> What to produce
Only one stretch of the data below should be repeated: the lines from the line containing "- **Object:** weathered stone surface" through the line containing "- **Object:** window", inclusive, exactly as they are.

> Available records
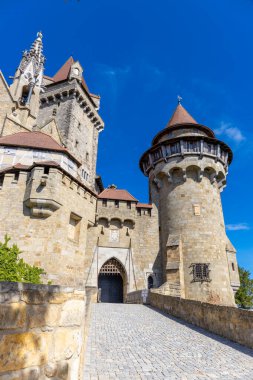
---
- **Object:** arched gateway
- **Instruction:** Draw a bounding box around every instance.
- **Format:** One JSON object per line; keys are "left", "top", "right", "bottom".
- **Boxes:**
{"left": 98, "top": 258, "right": 126, "bottom": 303}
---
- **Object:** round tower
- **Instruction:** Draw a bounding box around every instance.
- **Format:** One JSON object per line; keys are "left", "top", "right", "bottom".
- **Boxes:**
{"left": 140, "top": 101, "right": 238, "bottom": 306}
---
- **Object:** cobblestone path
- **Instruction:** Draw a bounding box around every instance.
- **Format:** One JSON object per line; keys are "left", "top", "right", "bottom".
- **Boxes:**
{"left": 83, "top": 304, "right": 253, "bottom": 380}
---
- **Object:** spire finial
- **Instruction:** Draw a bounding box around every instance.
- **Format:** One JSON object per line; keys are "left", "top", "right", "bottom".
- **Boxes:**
{"left": 37, "top": 31, "right": 43, "bottom": 40}
{"left": 177, "top": 95, "right": 182, "bottom": 105}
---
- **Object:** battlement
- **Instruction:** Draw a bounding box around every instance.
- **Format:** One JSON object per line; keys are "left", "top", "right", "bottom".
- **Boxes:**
{"left": 0, "top": 164, "right": 96, "bottom": 218}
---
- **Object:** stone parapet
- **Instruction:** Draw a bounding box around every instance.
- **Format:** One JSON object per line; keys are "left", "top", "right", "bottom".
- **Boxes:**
{"left": 0, "top": 282, "right": 96, "bottom": 379}
{"left": 148, "top": 291, "right": 253, "bottom": 349}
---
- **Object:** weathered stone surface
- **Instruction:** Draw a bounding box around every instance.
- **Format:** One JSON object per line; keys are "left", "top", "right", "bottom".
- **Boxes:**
{"left": 0, "top": 303, "right": 26, "bottom": 330}
{"left": 59, "top": 300, "right": 85, "bottom": 327}
{"left": 0, "top": 367, "right": 40, "bottom": 380}
{"left": 54, "top": 329, "right": 82, "bottom": 361}
{"left": 27, "top": 304, "right": 61, "bottom": 328}
{"left": 0, "top": 332, "right": 50, "bottom": 372}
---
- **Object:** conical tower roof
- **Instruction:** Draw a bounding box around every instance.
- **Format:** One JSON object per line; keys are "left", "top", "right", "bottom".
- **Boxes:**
{"left": 166, "top": 103, "right": 197, "bottom": 127}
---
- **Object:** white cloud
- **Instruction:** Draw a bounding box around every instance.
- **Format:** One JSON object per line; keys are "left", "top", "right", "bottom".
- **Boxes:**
{"left": 214, "top": 121, "right": 245, "bottom": 143}
{"left": 226, "top": 223, "right": 250, "bottom": 231}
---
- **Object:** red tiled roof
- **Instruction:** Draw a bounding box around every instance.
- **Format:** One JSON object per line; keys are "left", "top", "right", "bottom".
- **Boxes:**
{"left": 32, "top": 160, "right": 60, "bottom": 168}
{"left": 0, "top": 163, "right": 30, "bottom": 175}
{"left": 167, "top": 104, "right": 197, "bottom": 127}
{"left": 53, "top": 56, "right": 74, "bottom": 82}
{"left": 0, "top": 132, "right": 80, "bottom": 165}
{"left": 98, "top": 188, "right": 138, "bottom": 201}
{"left": 136, "top": 203, "right": 152, "bottom": 209}
{"left": 52, "top": 57, "right": 90, "bottom": 94}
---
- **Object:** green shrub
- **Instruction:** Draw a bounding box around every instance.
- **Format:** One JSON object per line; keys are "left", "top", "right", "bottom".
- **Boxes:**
{"left": 0, "top": 235, "right": 45, "bottom": 284}
{"left": 235, "top": 266, "right": 253, "bottom": 309}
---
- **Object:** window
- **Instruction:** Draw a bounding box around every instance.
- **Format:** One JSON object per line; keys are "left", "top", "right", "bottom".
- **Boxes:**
{"left": 147, "top": 275, "right": 154, "bottom": 289}
{"left": 86, "top": 152, "right": 89, "bottom": 161}
{"left": 127, "top": 201, "right": 131, "bottom": 209}
{"left": 171, "top": 143, "right": 180, "bottom": 155}
{"left": 102, "top": 199, "right": 107, "bottom": 207}
{"left": 33, "top": 151, "right": 46, "bottom": 159}
{"left": 75, "top": 140, "right": 79, "bottom": 148}
{"left": 14, "top": 172, "right": 19, "bottom": 182}
{"left": 115, "top": 200, "right": 119, "bottom": 208}
{"left": 81, "top": 169, "right": 89, "bottom": 181}
{"left": 44, "top": 167, "right": 49, "bottom": 175}
{"left": 191, "top": 263, "right": 210, "bottom": 282}
{"left": 232, "top": 262, "right": 235, "bottom": 271}
{"left": 20, "top": 85, "right": 29, "bottom": 105}
{"left": 68, "top": 213, "right": 81, "bottom": 242}
{"left": 137, "top": 209, "right": 141, "bottom": 216}
{"left": 0, "top": 175, "right": 4, "bottom": 187}
{"left": 73, "top": 67, "right": 80, "bottom": 76}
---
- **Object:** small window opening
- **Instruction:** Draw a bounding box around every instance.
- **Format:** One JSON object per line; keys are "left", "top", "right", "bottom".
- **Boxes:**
{"left": 102, "top": 200, "right": 107, "bottom": 207}
{"left": 0, "top": 175, "right": 4, "bottom": 187}
{"left": 127, "top": 201, "right": 131, "bottom": 209}
{"left": 115, "top": 200, "right": 119, "bottom": 208}
{"left": 75, "top": 140, "right": 79, "bottom": 148}
{"left": 86, "top": 152, "right": 89, "bottom": 161}
{"left": 68, "top": 213, "right": 81, "bottom": 242}
{"left": 232, "top": 262, "right": 235, "bottom": 271}
{"left": 191, "top": 263, "right": 210, "bottom": 282}
{"left": 148, "top": 275, "right": 154, "bottom": 289}
{"left": 14, "top": 172, "right": 19, "bottom": 182}
{"left": 44, "top": 167, "right": 50, "bottom": 175}
{"left": 20, "top": 85, "right": 30, "bottom": 105}
{"left": 137, "top": 209, "right": 141, "bottom": 216}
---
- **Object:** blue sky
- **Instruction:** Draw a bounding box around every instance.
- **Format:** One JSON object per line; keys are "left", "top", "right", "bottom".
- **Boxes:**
{"left": 1, "top": 0, "right": 252, "bottom": 273}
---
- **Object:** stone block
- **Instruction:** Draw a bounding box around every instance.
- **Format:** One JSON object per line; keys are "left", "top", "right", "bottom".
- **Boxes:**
{"left": 27, "top": 304, "right": 61, "bottom": 328}
{"left": 0, "top": 303, "right": 26, "bottom": 330}
{"left": 59, "top": 300, "right": 85, "bottom": 327}
{"left": 54, "top": 328, "right": 82, "bottom": 361}
{"left": 0, "top": 332, "right": 50, "bottom": 372}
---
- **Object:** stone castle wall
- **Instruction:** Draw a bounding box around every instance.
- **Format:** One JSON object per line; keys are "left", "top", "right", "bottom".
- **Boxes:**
{"left": 126, "top": 290, "right": 253, "bottom": 349}
{"left": 0, "top": 166, "right": 96, "bottom": 287}
{"left": 85, "top": 199, "right": 162, "bottom": 292}
{"left": 0, "top": 282, "right": 97, "bottom": 380}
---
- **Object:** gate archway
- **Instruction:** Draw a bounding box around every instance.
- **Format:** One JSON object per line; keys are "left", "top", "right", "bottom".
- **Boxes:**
{"left": 98, "top": 258, "right": 126, "bottom": 303}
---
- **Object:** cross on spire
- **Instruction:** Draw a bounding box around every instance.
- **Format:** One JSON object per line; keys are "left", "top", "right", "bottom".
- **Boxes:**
{"left": 177, "top": 95, "right": 183, "bottom": 105}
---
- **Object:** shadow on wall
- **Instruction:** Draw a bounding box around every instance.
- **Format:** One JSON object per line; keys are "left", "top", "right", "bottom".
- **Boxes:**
{"left": 0, "top": 282, "right": 88, "bottom": 379}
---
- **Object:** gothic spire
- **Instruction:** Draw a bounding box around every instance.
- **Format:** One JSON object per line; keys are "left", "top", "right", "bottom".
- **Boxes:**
{"left": 18, "top": 32, "right": 45, "bottom": 86}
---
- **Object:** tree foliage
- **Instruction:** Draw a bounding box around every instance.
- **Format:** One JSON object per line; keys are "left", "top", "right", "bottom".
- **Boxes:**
{"left": 235, "top": 266, "right": 253, "bottom": 309}
{"left": 0, "top": 235, "right": 45, "bottom": 284}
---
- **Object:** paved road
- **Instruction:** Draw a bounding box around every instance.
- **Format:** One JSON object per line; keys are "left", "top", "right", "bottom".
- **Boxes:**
{"left": 83, "top": 304, "right": 253, "bottom": 380}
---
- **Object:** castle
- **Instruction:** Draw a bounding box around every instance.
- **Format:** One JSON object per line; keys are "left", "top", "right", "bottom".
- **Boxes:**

> Solution
- **Object:** weathered stone surface
- **Instruction:** Draw a bounding box around every instance.
- **Format:** One JSON object per line; keys are "left", "top", "right", "bottom".
- **Boxes:**
{"left": 0, "top": 303, "right": 26, "bottom": 330}
{"left": 59, "top": 300, "right": 85, "bottom": 327}
{"left": 0, "top": 367, "right": 40, "bottom": 380}
{"left": 54, "top": 329, "right": 82, "bottom": 361}
{"left": 27, "top": 304, "right": 61, "bottom": 328}
{"left": 0, "top": 332, "right": 50, "bottom": 372}
---
- **Object:** conical tower roof
- **Instruction:** Draw a bounding box around every instance.
- **Format:** One JSON object per line; keys are "left", "top", "right", "bottom".
- **Boxes:**
{"left": 166, "top": 103, "right": 197, "bottom": 127}
---
- **Object:** white cloud
- **Instruction:** Draw a bounding box around every instance.
- **Format:** One JSON object per line; keys are "left", "top", "right", "bottom".
- **Boxes:**
{"left": 214, "top": 121, "right": 245, "bottom": 143}
{"left": 226, "top": 223, "right": 250, "bottom": 231}
---
- **Object:** red tiled roof
- **Instruction:** Draw a bounding box around every instance.
- **Format:** One JSON object per line; keys are "left", "top", "right", "bottom".
- **Boxes:**
{"left": 32, "top": 160, "right": 60, "bottom": 168}
{"left": 0, "top": 163, "right": 30, "bottom": 175}
{"left": 167, "top": 104, "right": 197, "bottom": 127}
{"left": 53, "top": 56, "right": 74, "bottom": 82}
{"left": 0, "top": 132, "right": 80, "bottom": 165}
{"left": 98, "top": 188, "right": 138, "bottom": 201}
{"left": 136, "top": 203, "right": 152, "bottom": 209}
{"left": 52, "top": 57, "right": 90, "bottom": 94}
---
- **Object:** green shrub
- **Instruction:** Draw a bounding box around every instance.
- **Format:** One JSON object per line; keys are "left", "top", "right", "bottom".
- **Boxes:**
{"left": 0, "top": 235, "right": 45, "bottom": 284}
{"left": 235, "top": 266, "right": 253, "bottom": 309}
---
- **Object:** window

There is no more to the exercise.